- _PROVIDED DATA_:
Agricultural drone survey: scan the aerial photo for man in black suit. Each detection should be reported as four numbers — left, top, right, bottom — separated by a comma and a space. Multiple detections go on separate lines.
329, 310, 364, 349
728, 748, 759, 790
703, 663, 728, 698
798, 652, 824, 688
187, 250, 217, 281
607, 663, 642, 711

- _JOB_:
Which lines of the material above contain the string "survey"? Pick each one out and copy it in full.

- _RESPONSE BELOW_:
Agricultural drone survey: scan the aerial photo for man in black suit. Each detection should be reported as four numbers — left, top, right, bottom — separated by a comma and a space. Multiple detections go on separate lines.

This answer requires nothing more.